== What to produce ==
Write out only the lines from the start of the entries up to and including the line with "Objective — one point per instance of the man's leg"; please skip the pictures.

== Natural-language object grounding data ==
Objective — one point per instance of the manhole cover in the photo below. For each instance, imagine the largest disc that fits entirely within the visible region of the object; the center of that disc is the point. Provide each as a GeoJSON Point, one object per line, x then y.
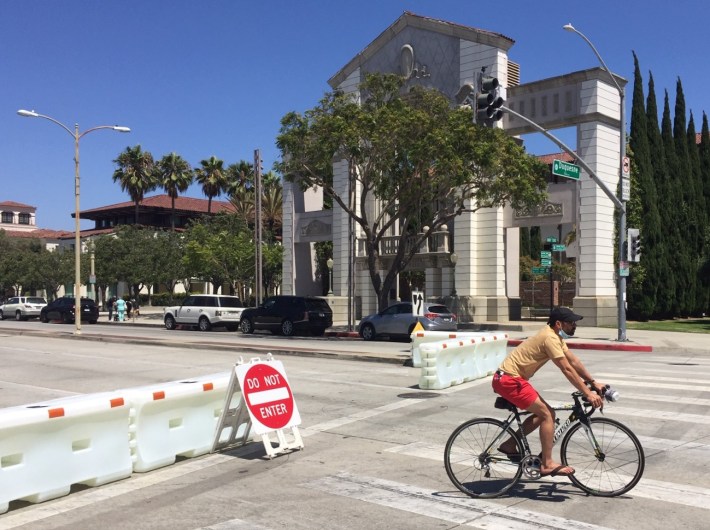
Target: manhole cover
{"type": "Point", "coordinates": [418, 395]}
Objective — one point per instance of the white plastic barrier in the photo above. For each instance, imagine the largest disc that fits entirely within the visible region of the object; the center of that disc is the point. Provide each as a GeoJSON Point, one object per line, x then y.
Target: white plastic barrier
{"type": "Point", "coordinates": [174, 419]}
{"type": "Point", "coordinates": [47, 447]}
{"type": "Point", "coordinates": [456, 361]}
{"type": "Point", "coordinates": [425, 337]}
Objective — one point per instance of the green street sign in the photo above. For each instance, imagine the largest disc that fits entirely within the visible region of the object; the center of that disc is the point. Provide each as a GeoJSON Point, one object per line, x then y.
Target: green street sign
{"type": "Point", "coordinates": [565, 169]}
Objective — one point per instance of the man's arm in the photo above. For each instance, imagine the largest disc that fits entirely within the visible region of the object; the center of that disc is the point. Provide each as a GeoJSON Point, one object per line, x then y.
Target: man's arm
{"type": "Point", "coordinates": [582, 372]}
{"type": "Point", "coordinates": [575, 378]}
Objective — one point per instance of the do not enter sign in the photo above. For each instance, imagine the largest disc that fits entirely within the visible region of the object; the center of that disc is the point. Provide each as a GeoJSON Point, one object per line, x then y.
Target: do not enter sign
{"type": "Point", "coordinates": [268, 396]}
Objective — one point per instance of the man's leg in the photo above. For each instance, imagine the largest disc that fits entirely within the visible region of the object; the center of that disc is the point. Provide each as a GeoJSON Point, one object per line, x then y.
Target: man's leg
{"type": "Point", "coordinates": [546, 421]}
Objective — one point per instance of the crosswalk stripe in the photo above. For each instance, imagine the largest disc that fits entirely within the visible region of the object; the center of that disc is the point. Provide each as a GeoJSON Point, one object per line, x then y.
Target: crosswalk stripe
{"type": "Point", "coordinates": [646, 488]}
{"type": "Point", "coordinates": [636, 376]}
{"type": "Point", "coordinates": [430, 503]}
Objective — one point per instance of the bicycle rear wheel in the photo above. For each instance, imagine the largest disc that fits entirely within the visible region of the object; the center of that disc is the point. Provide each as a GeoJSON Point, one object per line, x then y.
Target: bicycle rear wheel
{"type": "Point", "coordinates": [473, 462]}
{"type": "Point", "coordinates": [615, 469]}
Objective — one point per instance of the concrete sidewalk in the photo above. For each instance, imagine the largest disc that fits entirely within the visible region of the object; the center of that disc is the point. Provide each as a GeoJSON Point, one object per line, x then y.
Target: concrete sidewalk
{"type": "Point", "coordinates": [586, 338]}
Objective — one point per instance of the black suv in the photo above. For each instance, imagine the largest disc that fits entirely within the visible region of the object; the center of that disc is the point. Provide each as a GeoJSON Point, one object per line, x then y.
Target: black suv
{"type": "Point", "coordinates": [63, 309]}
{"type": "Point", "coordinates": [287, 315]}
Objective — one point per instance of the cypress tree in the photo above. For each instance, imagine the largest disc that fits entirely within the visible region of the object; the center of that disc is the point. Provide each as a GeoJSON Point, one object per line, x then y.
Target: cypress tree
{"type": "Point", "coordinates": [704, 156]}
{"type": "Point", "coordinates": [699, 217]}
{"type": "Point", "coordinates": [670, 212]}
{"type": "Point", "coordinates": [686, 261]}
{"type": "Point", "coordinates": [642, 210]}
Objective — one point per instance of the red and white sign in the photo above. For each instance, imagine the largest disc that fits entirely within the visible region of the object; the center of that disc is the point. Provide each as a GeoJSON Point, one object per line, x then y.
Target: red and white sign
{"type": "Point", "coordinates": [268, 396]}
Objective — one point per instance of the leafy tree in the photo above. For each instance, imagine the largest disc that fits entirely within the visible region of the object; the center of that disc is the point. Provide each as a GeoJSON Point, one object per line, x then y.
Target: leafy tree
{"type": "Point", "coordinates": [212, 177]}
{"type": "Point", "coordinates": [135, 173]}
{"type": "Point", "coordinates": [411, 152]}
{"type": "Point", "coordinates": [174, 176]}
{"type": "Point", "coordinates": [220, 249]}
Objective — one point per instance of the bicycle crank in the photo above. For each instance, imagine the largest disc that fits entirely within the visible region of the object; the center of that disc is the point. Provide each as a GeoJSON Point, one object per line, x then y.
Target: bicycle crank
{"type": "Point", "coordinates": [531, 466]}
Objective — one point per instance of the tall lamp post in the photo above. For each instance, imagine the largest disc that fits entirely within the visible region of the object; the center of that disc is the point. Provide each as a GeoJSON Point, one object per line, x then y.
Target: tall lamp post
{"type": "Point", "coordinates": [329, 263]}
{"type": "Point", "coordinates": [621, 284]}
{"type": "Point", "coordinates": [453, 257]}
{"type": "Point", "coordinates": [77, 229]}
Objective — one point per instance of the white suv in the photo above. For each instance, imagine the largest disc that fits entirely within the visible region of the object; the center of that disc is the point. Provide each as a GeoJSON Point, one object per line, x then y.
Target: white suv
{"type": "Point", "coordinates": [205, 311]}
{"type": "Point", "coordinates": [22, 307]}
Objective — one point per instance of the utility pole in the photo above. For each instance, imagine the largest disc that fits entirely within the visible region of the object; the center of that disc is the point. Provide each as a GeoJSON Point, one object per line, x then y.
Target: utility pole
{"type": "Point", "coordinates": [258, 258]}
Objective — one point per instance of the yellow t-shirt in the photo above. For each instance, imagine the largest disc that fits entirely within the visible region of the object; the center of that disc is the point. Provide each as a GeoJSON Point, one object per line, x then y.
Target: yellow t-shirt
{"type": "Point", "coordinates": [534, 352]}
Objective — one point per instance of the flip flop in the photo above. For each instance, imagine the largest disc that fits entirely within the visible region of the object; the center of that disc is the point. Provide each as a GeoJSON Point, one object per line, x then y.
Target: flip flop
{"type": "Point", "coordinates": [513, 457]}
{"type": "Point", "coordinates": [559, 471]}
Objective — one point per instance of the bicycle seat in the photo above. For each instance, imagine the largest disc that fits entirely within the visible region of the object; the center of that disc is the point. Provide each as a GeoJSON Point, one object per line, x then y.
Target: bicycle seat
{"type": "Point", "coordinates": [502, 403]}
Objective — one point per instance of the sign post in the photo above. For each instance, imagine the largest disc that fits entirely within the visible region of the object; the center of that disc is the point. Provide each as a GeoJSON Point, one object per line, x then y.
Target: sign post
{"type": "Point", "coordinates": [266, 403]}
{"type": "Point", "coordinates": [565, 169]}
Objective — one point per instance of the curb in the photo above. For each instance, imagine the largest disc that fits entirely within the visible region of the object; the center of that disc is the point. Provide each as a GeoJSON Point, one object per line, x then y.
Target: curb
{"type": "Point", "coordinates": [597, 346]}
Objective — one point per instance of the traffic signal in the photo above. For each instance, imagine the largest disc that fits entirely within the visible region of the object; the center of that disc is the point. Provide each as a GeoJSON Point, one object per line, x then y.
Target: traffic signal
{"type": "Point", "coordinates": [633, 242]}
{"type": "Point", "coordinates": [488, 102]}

== Solved exercise ==
Objective — one point per instance of the manhole cover in the photo below. For each instance, imagine the largest disc that fits entirely within the visible region of the object; the center of that disc is the point. Provide each as a GeoJSON Point, one object per line, x then y.
Target: manhole cover
{"type": "Point", "coordinates": [418, 395]}
Objective — one point per instance of the white plastic barrier in the photo above. For each instance, imagine the largest disc that fits entirely within the visible region of the object; the center of that disc is the point. Provide each as a GeoJSON Point, one object per line, x then y.
Target: white plastic barrier
{"type": "Point", "coordinates": [174, 419]}
{"type": "Point", "coordinates": [47, 447]}
{"type": "Point", "coordinates": [456, 361]}
{"type": "Point", "coordinates": [425, 337]}
Objective — one point per instance of the green street sign in the photo above. For each instance, imagine the largest disc that fits entirely within the visible region of the object; the center of that disc is the point. Provide each as a GeoJSON Point, one object per line, x then y.
Target: green street sign
{"type": "Point", "coordinates": [565, 169]}
Objective — one point per instance of the man's arm in the photo above. For each instance, imagine the largest disc that fits entirely within the visible region of the object; the center of that disc is the point. Provide each as a GeoJSON Point, one object per line, x then y.
Target: man's arm
{"type": "Point", "coordinates": [582, 372]}
{"type": "Point", "coordinates": [575, 378]}
Objective — one point per instance of the do not enter sign in the photo above. For each instance, imagine the largest disc that fits entirely within the visible region of the object; the center of that disc is the point. Provide each as a GeoJSON Point, one object per line, x then y.
Target: do not enter sign
{"type": "Point", "coordinates": [268, 396]}
Objective — one point per instance of the man's leg in the photo above. For each instance, imagine the largest disc that fits entirely within the visible region of the object; the center of that disc is the point. Provide each as a GeoJSON Point, one object per line, x then y.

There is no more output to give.